WHAT NEEDS TO BE DONE -
Collect every line of the records that contains the string "wall", treating uppercase and lowercase letters as different.

RECORDS FOR THIS EXERCISE -
----
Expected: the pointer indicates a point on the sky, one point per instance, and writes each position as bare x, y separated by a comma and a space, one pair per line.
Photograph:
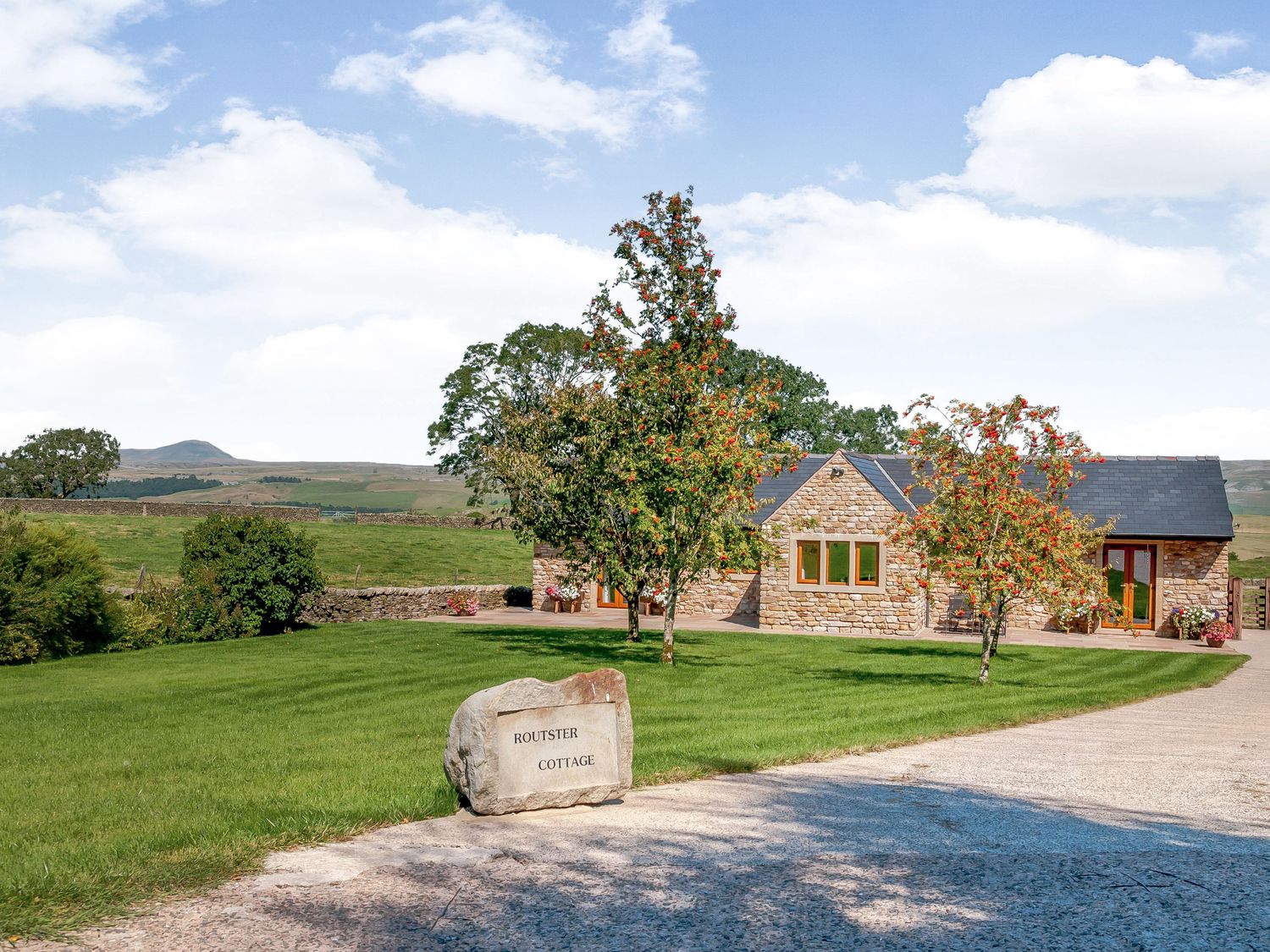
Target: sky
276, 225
----
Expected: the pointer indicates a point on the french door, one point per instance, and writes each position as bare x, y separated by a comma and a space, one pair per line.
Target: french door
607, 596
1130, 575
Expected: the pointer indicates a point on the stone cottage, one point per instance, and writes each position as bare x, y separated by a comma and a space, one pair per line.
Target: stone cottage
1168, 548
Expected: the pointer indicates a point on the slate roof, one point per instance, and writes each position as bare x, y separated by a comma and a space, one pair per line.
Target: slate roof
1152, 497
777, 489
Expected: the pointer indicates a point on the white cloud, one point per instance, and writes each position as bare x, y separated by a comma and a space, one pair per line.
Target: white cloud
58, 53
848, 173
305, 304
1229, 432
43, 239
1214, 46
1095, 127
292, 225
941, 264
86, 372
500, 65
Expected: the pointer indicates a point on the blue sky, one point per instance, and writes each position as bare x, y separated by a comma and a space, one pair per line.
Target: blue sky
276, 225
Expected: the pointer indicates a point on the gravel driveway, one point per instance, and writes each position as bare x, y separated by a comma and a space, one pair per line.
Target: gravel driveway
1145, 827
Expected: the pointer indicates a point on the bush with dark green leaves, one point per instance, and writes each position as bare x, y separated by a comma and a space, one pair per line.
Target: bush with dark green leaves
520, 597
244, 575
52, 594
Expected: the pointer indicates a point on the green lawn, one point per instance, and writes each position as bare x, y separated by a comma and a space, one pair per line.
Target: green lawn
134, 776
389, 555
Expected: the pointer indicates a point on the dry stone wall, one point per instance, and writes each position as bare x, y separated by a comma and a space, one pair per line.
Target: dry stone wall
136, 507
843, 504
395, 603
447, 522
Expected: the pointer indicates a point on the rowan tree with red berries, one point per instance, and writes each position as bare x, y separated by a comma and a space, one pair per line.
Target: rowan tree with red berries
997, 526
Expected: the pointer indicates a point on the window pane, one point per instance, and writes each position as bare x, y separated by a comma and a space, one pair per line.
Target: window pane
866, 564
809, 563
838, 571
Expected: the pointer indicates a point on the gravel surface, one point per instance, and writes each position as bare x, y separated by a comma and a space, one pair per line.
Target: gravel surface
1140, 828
----
ANSWER BELOW -
Expected: the pointer indicates a point on the dry stone wall, one point per instance, and writes each position as bare x, y separated by a comma and a space, one pair per line.
Target: dry stone wall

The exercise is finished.